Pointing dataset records
---+---
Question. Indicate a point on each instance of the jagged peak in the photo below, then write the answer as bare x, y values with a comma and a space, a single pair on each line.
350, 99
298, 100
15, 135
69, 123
---+---
Task details | Convert every line of the records above into a JSON list of strings, with one string per line and any blank lines left out.

Task answer |
[
  "Question. Indicate a point on each instance of the jagged peak in the photo below, then write the answer as bare x, y values with a comma and a space, a single pair on each line.",
  "350, 99",
  "298, 100",
  "15, 135",
  "69, 123"
]